* _Source text_:

──────

As operators continue to face uncertainty in the face of COVID-19 and a low-price oil environment, a range of survival strategies have been employed in the short term, including halting non-essential activities; adopting furlough or layoff strategies; slowing output; expanding storage capacities; refining sales and purchase agreements; and utilizing financial hedging instruments to market their crude.
In the long term, however, COVID-19 will necessitate a reassessment of project development plans, many of which carry operating costs incompatible with a $25-barrel price.
Italian multinational Eni and French major Total have implemented the most substantial reductions in capital expenditure, for example, reducing their respective investment in exploration and production projects in 2020 by 25%.
So far, only a few delays of small-scale projects have been encountered. In Mozambique, ExxonMobil has indefinitely delayed its final investment decision (FID) on its natural gas project in the Rovuma basin. In Angola, Total has suspended development of its short-cycle satellite field projects, located near the operator’s large offshore installations.
The risk of project delays or cancellations not only represents a challenge to existing producers such as Angola, Nigeria and Angola – which have been seeking to offset declining production of mature fields through new development projects – but also to oil and gas newcomers who sought to monetize large discoveries within the next few years, such as Senegal, Mauritania, Uganda and Mozambique.
For example, the Greater Tortue Ahmeyim (GTA) offshore LNG project launched in 2018 and located on the maritime border between Senegal and Mauritania, will likely not come online before 2023, despite an initial start-up expected in 2022. FIDs on the Yakaar and GTA Phase 2 satellite fields of the gas project will also likely be postponed until 2023.
In Uganda, FID taken by Total for the Tilenga project has been postponed until 2022, although initially planned for the end of 2019.

──────

* _Questions on the material_:
1 – In the text on oil and gas projects during COVID-19, by what percentage did Eni and Total reduce their 2020 investment in exploration and production projects?
2 – Carry on the text about oil and gas projects during COVID-19 from its final sentence.

* _Data section_:
──────

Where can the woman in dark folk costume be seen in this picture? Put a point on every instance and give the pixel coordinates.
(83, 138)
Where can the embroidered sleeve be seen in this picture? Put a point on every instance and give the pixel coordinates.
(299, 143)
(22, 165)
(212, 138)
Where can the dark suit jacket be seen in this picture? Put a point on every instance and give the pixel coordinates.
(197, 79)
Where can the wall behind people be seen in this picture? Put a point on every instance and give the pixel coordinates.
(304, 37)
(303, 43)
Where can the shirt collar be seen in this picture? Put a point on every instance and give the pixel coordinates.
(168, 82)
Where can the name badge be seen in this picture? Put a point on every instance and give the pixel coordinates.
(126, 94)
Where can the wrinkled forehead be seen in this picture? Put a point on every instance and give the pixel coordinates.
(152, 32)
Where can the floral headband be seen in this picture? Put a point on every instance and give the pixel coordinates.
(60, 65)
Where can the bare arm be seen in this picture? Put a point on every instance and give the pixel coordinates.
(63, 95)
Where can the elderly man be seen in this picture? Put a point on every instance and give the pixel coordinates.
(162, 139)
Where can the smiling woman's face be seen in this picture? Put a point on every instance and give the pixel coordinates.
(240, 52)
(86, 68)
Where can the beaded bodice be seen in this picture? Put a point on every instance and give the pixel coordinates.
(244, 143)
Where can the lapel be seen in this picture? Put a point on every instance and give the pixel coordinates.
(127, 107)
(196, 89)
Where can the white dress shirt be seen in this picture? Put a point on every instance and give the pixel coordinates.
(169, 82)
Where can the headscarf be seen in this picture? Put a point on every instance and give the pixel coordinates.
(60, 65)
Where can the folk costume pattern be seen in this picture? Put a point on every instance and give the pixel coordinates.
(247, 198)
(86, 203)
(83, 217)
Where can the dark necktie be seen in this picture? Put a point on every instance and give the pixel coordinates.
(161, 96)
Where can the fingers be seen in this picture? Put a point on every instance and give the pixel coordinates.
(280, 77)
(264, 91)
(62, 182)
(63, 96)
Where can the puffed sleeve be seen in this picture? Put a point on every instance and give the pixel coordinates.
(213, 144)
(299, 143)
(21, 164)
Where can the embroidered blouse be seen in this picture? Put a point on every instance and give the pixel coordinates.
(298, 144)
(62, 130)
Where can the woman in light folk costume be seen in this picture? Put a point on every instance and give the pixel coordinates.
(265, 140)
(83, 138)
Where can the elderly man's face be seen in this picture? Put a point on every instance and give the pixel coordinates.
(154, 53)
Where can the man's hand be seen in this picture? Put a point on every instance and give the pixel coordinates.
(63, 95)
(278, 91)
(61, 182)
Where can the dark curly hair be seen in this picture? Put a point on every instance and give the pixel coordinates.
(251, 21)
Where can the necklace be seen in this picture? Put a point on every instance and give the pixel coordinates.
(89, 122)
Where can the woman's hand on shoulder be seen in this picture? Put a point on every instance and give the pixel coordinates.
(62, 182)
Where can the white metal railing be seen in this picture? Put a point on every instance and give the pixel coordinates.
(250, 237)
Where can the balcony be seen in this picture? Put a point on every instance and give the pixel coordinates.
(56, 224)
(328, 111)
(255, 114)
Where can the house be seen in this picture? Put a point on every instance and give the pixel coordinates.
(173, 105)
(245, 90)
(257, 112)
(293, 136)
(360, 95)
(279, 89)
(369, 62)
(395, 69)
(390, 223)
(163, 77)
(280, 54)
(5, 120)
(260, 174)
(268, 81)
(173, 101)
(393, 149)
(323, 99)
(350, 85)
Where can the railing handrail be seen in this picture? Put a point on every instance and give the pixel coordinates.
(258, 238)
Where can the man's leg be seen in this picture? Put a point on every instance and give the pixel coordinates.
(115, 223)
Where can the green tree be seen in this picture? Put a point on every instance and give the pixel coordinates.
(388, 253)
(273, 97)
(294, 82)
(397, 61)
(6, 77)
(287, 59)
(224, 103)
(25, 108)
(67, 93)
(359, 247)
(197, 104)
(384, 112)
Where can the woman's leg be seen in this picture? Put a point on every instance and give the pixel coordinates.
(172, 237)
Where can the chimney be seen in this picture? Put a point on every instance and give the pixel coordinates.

──────

* _Results for each task_:
1 – 25%

2 –
According to independent energy research and business intelligence company Rystad Energy, the start-up dates of most major hydrocarbon developments are projected to be postponed by between one and three years.
The break-even point alone, at which projects can begin to make a profit, renders many projects financially unviable. In Nigeria, for example, the Bonga Southwest Aparo project operated by Shell carries a break-even point of $60 per barrel, as does the South Lokichar project operated by Tullow Oil in Kenya. In Algeria, the break-even point for Phase 3 of Sonatrach’s Hassi R’Mel gas field is over $65 per barrel.
While the outcome of many large-scale projects remains unknown as companies continue to review their portfolios, several projects remain on track, either because they are considered low cost due to the size of the fields involved, or because capital-intensive infrastructure has already been laid.
In February, Total announced that its Mozambique LNG project is still projected to come online before 2025. Meanwhile, in Equatorial Guinea, the country’s Gas Mega Hub project continues onward, with first gas from the Alen field to backfill the EG LNG plant projected to come online by November, which would be ahead of schedule and initial projections of the first quarter of 2021.